» **Part of a data file**
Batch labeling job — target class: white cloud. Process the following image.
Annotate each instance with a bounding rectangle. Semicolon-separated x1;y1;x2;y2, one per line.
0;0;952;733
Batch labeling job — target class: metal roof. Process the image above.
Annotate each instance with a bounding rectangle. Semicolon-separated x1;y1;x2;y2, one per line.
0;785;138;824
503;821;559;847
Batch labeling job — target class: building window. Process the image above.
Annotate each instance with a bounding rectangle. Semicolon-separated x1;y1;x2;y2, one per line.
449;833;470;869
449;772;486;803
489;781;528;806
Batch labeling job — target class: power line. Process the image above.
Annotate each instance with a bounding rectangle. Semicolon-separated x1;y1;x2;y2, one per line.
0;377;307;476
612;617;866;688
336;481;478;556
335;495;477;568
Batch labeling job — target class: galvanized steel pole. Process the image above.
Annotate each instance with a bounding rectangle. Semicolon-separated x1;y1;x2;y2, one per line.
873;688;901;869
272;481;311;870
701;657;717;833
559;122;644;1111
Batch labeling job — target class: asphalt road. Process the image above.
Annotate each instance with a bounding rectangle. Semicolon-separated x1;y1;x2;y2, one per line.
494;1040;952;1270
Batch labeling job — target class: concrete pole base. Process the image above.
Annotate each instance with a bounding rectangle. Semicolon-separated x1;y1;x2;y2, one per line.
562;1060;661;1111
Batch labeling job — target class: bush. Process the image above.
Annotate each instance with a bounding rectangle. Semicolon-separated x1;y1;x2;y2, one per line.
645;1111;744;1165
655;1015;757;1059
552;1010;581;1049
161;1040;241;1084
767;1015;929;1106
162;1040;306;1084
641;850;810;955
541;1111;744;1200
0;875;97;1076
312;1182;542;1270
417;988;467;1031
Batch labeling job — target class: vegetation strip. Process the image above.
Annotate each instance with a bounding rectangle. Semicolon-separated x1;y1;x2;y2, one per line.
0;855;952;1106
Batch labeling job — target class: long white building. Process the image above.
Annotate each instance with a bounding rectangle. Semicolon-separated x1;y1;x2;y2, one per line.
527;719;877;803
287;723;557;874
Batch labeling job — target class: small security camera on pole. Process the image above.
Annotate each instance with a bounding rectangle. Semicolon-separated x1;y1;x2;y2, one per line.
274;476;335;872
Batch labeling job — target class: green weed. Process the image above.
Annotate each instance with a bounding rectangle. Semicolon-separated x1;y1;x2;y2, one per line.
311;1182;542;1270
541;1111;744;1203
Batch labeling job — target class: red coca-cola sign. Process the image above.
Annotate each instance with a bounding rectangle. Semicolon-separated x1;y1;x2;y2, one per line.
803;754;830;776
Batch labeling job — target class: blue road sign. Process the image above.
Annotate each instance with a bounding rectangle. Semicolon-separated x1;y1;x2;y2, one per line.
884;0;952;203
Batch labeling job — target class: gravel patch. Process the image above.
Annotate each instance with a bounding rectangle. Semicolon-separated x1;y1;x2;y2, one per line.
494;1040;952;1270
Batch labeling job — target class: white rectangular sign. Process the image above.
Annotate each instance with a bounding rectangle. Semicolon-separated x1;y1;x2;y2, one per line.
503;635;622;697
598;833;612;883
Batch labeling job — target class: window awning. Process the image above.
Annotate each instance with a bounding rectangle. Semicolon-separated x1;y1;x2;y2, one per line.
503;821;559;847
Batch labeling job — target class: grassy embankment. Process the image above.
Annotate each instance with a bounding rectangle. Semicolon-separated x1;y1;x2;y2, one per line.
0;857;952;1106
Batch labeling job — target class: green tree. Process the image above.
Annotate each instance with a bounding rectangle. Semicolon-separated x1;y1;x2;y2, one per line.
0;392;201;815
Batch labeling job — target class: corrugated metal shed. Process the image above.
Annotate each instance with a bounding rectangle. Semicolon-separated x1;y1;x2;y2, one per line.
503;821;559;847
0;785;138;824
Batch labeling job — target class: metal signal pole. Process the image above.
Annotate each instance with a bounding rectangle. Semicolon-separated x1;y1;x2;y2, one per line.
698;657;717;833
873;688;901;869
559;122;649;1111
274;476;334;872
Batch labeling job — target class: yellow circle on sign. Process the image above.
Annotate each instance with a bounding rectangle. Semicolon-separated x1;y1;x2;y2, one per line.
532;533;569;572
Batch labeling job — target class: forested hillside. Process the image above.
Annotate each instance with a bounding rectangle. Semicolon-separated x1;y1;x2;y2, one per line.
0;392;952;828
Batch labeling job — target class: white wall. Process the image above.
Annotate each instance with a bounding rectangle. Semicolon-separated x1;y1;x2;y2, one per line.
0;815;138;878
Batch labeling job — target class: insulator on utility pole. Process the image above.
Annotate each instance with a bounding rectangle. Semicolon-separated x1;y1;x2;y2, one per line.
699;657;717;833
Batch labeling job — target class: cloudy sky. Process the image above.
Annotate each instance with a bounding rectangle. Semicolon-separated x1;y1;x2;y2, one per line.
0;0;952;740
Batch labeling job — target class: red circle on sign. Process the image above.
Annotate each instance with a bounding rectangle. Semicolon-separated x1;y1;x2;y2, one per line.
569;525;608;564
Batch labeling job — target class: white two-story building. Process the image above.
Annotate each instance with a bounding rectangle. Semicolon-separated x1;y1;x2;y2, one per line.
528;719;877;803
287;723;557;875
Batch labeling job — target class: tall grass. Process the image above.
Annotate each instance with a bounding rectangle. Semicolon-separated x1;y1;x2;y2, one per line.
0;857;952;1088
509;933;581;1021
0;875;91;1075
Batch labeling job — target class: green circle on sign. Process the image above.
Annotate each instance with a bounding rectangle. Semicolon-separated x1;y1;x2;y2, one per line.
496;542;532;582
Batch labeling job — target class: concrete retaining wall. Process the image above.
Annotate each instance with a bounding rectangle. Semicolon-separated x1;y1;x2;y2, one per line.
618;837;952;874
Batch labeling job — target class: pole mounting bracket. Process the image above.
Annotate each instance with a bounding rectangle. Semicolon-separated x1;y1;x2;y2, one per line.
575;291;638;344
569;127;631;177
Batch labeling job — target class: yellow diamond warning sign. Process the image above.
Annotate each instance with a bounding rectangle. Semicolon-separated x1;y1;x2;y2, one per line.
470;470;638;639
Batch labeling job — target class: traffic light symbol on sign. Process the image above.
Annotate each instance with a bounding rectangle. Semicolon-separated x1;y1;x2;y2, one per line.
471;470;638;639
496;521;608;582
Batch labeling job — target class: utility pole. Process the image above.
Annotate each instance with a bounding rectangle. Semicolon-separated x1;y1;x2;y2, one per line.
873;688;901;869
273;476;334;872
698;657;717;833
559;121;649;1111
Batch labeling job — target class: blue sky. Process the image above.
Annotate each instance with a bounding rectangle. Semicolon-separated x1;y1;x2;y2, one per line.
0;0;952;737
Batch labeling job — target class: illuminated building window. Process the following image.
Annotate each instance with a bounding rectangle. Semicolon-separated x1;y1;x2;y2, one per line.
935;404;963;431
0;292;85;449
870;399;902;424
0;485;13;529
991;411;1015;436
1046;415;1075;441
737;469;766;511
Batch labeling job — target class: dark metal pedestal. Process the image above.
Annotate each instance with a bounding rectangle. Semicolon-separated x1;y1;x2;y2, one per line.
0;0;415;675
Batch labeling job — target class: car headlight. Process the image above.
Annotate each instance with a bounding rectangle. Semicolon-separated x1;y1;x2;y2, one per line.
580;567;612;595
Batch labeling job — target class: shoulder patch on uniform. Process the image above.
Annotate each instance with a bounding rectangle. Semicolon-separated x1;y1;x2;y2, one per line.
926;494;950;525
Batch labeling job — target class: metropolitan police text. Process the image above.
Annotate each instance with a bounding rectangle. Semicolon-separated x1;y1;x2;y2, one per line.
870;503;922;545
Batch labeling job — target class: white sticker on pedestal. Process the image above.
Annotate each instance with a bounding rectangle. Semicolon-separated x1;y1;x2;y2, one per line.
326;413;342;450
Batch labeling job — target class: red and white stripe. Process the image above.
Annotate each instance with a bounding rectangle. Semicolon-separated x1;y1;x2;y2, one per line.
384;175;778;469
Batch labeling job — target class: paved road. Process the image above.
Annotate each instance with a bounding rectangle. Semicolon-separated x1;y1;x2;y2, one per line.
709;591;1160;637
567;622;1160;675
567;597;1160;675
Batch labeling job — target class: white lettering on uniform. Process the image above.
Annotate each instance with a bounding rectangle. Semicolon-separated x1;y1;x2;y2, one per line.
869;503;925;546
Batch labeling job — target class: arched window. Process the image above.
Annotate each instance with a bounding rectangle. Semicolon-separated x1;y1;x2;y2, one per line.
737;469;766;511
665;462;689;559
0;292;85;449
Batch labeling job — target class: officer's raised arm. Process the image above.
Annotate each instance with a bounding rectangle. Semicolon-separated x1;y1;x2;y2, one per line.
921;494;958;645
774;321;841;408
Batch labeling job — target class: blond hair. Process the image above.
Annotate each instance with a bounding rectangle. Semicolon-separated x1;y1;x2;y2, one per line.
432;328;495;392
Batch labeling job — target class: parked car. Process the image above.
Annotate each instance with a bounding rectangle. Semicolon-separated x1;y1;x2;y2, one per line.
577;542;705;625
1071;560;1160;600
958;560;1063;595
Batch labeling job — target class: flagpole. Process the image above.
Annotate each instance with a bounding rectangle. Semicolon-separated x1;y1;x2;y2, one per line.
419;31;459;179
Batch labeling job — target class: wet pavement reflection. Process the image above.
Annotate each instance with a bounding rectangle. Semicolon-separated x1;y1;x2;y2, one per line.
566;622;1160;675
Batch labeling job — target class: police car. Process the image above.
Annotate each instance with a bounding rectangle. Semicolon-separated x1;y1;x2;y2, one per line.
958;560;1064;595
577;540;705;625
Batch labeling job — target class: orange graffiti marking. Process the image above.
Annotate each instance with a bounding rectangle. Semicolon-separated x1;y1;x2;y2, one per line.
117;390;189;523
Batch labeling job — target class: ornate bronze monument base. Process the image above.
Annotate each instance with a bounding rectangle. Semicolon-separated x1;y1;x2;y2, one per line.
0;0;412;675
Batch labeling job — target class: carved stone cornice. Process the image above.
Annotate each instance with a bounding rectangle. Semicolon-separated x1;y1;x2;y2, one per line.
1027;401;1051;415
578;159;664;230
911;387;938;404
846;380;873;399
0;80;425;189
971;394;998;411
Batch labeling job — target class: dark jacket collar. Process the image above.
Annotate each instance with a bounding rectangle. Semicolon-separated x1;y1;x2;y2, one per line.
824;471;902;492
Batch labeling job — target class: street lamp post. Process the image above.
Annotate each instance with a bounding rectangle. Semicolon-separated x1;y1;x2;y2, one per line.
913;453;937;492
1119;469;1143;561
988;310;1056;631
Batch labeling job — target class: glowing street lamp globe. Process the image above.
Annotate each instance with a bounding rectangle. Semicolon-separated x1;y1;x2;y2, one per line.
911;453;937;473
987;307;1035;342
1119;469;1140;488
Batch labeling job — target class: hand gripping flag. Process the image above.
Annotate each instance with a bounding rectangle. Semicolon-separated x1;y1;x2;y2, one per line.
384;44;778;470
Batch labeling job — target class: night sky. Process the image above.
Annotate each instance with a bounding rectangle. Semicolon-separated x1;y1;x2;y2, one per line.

» **AIM OF THE TASK**
Rewrite the lines of the listing starting at the one containing "Batch labeling job — target class: window" and ending at the one containing "0;815;138;878", keeping every line and changing only the bounding box coordinates. Multiply each coordinate by 1.05 and round it to a whole number, rounding halves up.

» **FINAL RESULT**
Batch labeling job — target class: window awning. Process the image above.
Annotate each instance with a bounding rectangle. Semicolon-separated x1;y1;x2;y2, one per line.
528;862;587;889
Batch labeling job — target class: grassy embankment. Process the image above.
Annotate each instance with a bounding rectangle. Semicolon-separated x1;y1;x2;y2, one per line.
0;900;1000;1161
Batch labeling job — target class: green tree. Process the image above.
Annotate each instance with a bounding rectangle. Semicolon-separated x1;y1;x2;y2, one per line.
0;412;211;856
Batch labeling job — target class: corrugated metal shed. Process the image above.
Annotate each instance with a bounding rectangle. Semicolon-separated x1;y1;x2;y2, one per line.
528;862;587;889
0;824;145;865
Batch labeling job — target class: metal signal pole. Process the image above.
Annotate each instance with a bounding rectangle. Semicolon-separated x1;y1;x2;y2, one per line.
733;690;753;875
917;722;946;912
587;128;681;1167
288;500;351;916
Batch labeling job — target class: yellow circle on sign. Process the image above.
Annotate each instance with a bounding rectangle. Semicolon-separated x1;y1;x2;y2, one per line.
559;560;597;601
Batch labeling job — target class: forested hillside. Process the image above.
Annotate each instance with a bounding rectangle. Semicolon-separated x1;y1;x2;y2, one per line.
0;412;1000;869
Batch labeling job — target class: white wall. Process the image above.
Annotate each instance with a bounding rectangle. Semicolon-separated x1;y1;x2;y2, one per line.
0;856;145;922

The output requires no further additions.